Then, there was a moment when we didn’t think the plane was going to get airborne at the end of the runway. But it managed to take off, and we headed toward Yida. Another door kicked open—
—only to encounter our nemesis, (We named him Herbert), the head of camp security in Yida who has a very high opinion of himself and his authority. Herbert saw us at the airstrip, recalled a previous encounter where he tried to detain us for being “spies of Donald Trump,” and challenged our right to be there this time.
“Nobody informed me that you were coming,” Herbert said, as he confiscated our travel permits and told us to come see him the next day. He also looked at me and said, “Why are you looking at me with those sunglasses? Are you CIA?” I assured him that the sunglasses were not CIA issue, but I’m not sure he was convinced.
We had a very long and arduous drive ahead of us to make it to the Church Leadership Conference in Nuba the next day, but without the travel documents we couldn’t leave the camp. Herbert drove off with our documents, and another door slammed. It looked like we’d be stuck in Yida again. To this day, I don’t know what our guide Yassir did to get those documents back (and I’m probably better off not knowing), but we were on our way out of Yida within the hour.
Another door kicked open.
The next slamming door was a little more personal to me. After a six or seven hour drive fraught with gastrointestinal issues, I was looking forward to getting to the compound in Kauda which had been our base of operations during each of our previous trips into Nuba. The compound is not exactly a destination resort, but it does have a “squatty potty” which I was quite keen to use.
But when we arrived in Kauda at about one a.m., Yassir informed us that we would be “staying with the pastors and church leaders” at a church outside of Kauda. Translation? We would be sleeping on the ground. And there was no sign of any “facilities,” either. I was in big trouble. After waking up all of the sleeping pastors and discussing the situation for what seemed to be an interminable period, Yassir ascertained that they didn’t have room for us at the church, so we had no choice but to go to the compound. Delivered again–thank God!
I could list many more slamming doors over the last five years—canceled flights, missed flights, difficult officials, broken-down vehicles in the middle of nowhere, being stuck in the mud all night, and on and on and on—but I think you’ve got the idea. If we had waited for open doors, we’d still be waiting. But because our God loves to kick down doors, and through Him we’ve been able to accomplish so much more than we ever could’ve imagined. Through Him, we’ve delivered tons of grain and other desperately-needed supplies, brought medical healing, brought spiritual comfort and encouragement, showed the Jesus Film to thousands of people (half of them Muslim), conducted a leadership and evangelism conference for pastors and church leaders, and talked about Jesus to a “unity conference” of Christians and Muslims.
God is at work in the Nuba Mountains. It is simply our job to join Him there in His work with His people. Sometimes an open door leads to an opportunity and a closed door is a signal to stop. But sometimes God wants us to kick open some doors, or step aside so He can kick them open, so that we can do what He has called us to do. What a blessed privilege!
ATC Board President, Steve Shell has been on 17 trips with Answering the Call, including every trip into the Nuba Mountains since 2016. When he's not boarding planes with permanently-reclining seats, he is a real estate lawyer and partner in the firm his father founded over 60 years ago. A proud father of three tremendous kids, Steve also self reports that he "married way above his head" to the lovely Kyle Shell, whom he "has managed to stay married to for almost 32 years."

[Dataset entries]
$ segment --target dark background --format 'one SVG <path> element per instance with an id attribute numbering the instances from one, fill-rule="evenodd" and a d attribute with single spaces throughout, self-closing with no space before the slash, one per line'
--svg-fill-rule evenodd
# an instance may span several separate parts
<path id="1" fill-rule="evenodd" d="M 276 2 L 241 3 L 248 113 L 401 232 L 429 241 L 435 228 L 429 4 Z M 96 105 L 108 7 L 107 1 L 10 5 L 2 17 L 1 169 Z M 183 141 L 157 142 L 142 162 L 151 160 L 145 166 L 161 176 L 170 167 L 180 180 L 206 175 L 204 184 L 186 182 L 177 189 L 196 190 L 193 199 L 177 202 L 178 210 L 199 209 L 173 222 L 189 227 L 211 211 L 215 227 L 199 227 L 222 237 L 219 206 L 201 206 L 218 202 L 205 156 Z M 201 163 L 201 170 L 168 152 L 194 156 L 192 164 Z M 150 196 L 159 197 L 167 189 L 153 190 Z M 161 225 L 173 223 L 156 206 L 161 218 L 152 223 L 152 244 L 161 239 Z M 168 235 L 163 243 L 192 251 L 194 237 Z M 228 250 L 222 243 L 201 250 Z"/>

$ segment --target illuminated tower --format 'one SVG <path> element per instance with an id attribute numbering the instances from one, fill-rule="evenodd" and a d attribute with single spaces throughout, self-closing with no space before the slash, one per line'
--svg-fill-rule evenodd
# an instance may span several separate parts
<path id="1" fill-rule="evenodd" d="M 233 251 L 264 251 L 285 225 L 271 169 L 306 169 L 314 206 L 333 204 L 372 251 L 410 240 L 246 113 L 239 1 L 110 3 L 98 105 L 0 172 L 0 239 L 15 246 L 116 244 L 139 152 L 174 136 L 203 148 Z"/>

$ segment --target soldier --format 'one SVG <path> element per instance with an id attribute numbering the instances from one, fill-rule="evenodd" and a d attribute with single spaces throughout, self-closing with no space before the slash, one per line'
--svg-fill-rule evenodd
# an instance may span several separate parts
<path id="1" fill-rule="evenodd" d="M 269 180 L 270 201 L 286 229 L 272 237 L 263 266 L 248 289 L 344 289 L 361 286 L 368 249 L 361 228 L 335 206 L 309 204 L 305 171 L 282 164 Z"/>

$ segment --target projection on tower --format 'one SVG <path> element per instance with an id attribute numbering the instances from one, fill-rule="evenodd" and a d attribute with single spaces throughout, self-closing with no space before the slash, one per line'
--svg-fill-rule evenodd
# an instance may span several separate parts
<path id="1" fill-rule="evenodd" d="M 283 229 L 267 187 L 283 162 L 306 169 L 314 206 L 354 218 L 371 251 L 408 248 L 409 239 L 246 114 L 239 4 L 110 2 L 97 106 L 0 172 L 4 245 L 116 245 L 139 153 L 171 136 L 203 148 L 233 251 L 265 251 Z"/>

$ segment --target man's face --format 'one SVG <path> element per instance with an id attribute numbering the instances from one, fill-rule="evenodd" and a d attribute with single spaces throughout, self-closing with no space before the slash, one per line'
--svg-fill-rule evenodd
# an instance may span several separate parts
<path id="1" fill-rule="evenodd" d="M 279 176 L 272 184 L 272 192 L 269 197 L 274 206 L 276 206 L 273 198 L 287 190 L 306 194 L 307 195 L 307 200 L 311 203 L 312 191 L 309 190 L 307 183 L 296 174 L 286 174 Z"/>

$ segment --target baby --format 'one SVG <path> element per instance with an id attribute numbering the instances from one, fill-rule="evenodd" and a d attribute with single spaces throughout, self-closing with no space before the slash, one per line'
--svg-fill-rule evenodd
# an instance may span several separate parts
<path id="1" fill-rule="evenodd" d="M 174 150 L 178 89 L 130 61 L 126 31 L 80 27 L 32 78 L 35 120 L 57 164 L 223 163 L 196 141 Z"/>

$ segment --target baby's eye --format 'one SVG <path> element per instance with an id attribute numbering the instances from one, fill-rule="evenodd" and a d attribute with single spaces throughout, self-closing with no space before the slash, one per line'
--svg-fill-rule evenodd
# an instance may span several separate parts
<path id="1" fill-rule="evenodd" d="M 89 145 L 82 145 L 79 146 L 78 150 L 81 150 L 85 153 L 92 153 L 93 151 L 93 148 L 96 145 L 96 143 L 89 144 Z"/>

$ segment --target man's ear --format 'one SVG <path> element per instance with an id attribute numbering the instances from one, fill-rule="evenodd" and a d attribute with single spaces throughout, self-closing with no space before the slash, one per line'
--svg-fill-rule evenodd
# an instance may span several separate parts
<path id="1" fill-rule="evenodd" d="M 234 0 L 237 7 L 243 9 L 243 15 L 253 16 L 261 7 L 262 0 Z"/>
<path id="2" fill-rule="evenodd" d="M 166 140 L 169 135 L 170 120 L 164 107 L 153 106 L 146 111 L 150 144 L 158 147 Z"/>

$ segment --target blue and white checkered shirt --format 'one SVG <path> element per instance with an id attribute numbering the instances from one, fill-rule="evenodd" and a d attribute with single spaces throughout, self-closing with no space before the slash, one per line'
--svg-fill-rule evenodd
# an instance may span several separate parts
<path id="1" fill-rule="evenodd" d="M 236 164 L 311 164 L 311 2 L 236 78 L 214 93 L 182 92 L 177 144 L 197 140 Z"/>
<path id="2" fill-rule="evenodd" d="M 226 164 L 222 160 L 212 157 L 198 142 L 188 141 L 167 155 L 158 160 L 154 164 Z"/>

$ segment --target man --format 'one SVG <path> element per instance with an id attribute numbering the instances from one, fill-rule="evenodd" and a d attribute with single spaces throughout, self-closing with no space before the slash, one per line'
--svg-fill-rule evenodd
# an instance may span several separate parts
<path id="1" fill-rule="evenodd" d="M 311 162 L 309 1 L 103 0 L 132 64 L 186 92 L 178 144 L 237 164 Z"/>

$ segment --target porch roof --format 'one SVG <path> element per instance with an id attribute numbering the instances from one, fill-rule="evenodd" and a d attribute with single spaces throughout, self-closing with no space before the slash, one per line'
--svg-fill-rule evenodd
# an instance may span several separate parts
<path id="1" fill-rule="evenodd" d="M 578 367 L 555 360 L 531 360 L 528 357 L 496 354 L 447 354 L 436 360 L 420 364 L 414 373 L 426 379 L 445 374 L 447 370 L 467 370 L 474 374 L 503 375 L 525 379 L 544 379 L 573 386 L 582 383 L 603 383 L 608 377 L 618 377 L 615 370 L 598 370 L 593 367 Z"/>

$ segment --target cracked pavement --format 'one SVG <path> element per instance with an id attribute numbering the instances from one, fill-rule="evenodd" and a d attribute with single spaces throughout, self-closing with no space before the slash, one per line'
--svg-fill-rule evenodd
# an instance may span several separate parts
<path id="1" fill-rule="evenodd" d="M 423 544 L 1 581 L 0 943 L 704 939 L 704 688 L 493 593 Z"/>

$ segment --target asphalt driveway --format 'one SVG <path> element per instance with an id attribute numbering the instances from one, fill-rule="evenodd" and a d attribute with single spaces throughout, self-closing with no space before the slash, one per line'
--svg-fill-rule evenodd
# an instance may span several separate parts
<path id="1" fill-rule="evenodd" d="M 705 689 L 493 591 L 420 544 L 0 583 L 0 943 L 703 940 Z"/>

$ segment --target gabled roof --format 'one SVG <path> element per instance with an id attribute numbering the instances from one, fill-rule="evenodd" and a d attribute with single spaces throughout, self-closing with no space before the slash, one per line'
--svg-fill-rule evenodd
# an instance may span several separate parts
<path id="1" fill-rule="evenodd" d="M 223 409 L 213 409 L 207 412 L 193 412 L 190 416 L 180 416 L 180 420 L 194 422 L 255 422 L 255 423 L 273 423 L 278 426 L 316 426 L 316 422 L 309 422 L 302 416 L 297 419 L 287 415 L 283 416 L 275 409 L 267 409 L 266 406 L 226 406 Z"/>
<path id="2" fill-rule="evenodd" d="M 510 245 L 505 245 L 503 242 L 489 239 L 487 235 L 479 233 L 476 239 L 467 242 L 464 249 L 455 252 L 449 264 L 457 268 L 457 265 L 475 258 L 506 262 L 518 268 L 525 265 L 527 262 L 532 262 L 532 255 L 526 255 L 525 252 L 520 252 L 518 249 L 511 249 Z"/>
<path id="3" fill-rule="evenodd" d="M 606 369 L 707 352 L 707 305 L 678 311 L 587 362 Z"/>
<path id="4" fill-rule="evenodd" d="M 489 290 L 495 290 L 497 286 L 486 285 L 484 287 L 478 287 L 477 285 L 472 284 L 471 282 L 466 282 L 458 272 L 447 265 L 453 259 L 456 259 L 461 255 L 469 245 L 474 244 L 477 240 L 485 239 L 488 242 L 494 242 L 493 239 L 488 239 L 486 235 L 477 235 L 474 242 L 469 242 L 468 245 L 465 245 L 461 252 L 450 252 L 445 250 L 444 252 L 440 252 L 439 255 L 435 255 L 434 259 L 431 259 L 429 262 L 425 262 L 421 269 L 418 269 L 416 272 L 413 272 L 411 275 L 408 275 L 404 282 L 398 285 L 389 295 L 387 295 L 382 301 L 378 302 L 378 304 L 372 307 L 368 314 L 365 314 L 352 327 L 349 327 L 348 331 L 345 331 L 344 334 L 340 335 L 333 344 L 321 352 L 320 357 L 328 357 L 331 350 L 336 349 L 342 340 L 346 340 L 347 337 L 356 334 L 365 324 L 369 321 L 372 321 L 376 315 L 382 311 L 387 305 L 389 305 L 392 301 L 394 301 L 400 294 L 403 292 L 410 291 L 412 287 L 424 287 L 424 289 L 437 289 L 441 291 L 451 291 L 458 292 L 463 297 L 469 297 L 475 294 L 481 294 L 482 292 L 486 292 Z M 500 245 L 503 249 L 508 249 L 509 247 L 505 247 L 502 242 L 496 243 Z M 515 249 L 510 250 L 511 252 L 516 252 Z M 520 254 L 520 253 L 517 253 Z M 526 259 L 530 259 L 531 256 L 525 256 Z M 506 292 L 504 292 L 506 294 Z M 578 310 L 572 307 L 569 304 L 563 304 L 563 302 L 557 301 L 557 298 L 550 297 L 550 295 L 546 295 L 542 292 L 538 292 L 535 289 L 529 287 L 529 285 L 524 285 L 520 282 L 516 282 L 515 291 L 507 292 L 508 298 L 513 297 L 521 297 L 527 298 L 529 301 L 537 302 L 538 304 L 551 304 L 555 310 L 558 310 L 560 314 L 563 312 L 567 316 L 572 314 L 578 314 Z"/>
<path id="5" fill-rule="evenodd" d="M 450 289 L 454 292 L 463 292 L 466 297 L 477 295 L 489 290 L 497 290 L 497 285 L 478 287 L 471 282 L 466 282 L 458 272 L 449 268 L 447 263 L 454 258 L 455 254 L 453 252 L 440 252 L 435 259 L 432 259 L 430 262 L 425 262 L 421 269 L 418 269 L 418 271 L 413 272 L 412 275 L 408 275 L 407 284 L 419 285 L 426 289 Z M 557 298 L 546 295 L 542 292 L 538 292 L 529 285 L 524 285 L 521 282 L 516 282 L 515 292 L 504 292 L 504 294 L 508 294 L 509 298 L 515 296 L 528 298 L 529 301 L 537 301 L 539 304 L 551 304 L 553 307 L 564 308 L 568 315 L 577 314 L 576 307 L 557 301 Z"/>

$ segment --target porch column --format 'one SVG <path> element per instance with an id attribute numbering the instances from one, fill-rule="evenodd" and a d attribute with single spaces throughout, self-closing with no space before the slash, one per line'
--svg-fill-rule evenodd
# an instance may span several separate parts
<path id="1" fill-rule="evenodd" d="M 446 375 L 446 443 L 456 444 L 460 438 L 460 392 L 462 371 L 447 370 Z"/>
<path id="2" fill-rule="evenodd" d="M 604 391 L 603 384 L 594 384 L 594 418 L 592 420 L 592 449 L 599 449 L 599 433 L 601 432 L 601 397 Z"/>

> Aim of the task: In the trip account, why did the group end up sleeping at the compound in Kauda instead of staying at the church outside Kauda?

> Written solution: Yassir woke the sleeping pastors and talked the situation over with them. He found that they didn't have room for the group at the church, so the group had no choice but to go to the compound.